Reading text »
╔══
So, my friend, please enjoy the Bagel-fuls® as the pinnacle of bagel achievement you so clearly believe them to be. Philistine.

* * *

On the other side of the Israelite/Philistine coin, do not make a manhattan with Kedem brand sweet vermouth. I had the aforementioned drink at a wedding last weekend, and there is really a difference that no maraschino cherry can cover up.

Lament, Lauds, etc.

[Note: I started this post this morning before The Pedant blogged.]

There are no excuses for our lack of blogging. It's not like we've eaten bad food lately. On the contrary, it's been quite good. Perhaps life has gotten in the way? Perhaps we have become bored with blogging? Both untrue, both lame excuses.

So, I find myself blogging again. I will both lament and laud several things.

First the lament:

At a lovely wedding this weekend, really it was lovely, there was only one problem: trio deserts! The Pedant and I are sick of trio deserts. It is not Iron Chef! You are not running a tasty restaurant in Alexandria! Give me many or give me one! Also, no wedding cake. I want frosting dammit! However, the deserts were very tasty and they had little truffles with a ganache that was probably frosting.
╚══
Data rows »
╔══
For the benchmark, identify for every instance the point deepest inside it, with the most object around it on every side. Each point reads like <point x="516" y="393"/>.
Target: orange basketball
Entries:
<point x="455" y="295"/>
╚══
╔══
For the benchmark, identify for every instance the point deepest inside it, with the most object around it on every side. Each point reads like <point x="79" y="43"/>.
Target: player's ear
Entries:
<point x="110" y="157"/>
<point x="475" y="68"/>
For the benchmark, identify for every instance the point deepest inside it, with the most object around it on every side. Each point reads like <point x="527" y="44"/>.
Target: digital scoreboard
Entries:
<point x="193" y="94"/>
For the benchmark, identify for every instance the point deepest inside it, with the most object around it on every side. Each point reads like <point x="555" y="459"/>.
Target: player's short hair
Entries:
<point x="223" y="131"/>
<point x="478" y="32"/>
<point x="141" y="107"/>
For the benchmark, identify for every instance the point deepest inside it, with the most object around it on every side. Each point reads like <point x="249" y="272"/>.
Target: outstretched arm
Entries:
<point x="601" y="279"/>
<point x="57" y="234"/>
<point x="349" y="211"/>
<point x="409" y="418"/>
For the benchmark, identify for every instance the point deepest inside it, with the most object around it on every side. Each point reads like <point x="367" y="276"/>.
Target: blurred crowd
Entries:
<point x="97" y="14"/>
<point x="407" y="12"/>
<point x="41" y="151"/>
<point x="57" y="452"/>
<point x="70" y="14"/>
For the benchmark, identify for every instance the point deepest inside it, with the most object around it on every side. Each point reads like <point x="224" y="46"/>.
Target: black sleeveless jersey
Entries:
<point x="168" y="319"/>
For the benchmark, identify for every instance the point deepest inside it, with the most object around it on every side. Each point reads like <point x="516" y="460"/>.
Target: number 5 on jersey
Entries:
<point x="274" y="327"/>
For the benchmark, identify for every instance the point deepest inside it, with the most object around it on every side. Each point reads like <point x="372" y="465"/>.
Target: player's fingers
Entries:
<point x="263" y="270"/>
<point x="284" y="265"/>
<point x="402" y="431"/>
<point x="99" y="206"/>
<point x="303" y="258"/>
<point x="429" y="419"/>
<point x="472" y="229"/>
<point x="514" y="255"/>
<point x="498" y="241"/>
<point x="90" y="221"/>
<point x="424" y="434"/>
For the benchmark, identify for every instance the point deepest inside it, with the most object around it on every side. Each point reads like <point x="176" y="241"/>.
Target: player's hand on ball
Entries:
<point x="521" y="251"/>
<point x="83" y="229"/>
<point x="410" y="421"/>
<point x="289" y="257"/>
╚══
╔══
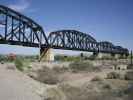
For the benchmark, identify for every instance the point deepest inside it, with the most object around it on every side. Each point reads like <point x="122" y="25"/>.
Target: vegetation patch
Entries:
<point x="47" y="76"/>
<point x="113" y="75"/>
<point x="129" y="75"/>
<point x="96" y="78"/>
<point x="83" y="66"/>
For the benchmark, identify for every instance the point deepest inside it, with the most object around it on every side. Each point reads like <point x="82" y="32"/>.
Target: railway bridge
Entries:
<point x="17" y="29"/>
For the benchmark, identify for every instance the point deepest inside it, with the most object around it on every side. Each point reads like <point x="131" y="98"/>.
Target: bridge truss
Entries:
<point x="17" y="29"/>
╚══
Exercise prompt » In the food blog post, which brand of sweet vermouth does the writer advise against using in a manhattan?

Written solution » Kedem brand